# Problem to work on
Once the images are set aside, return every entry exactly.

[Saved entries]

——

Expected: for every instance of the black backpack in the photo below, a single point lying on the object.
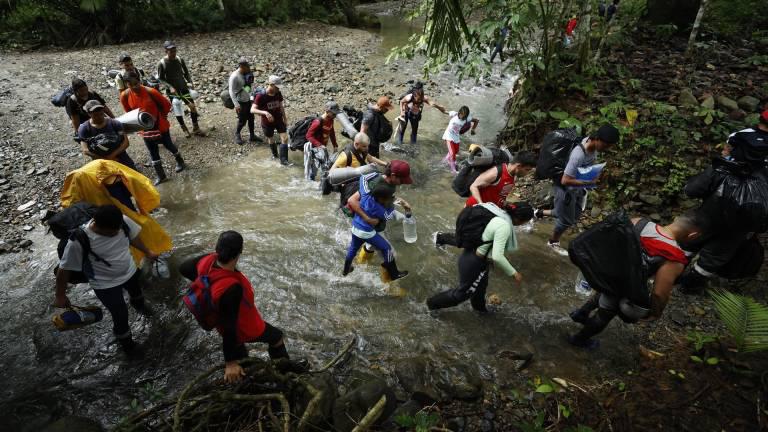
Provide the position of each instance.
(555, 151)
(65, 226)
(468, 173)
(60, 98)
(470, 225)
(297, 133)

——

# Exercise result
Expected: for every instance of the black backpack in the photo below, a single point lying on the object.
Provide the position of each instance.
(555, 151)
(65, 226)
(468, 173)
(60, 98)
(470, 225)
(297, 133)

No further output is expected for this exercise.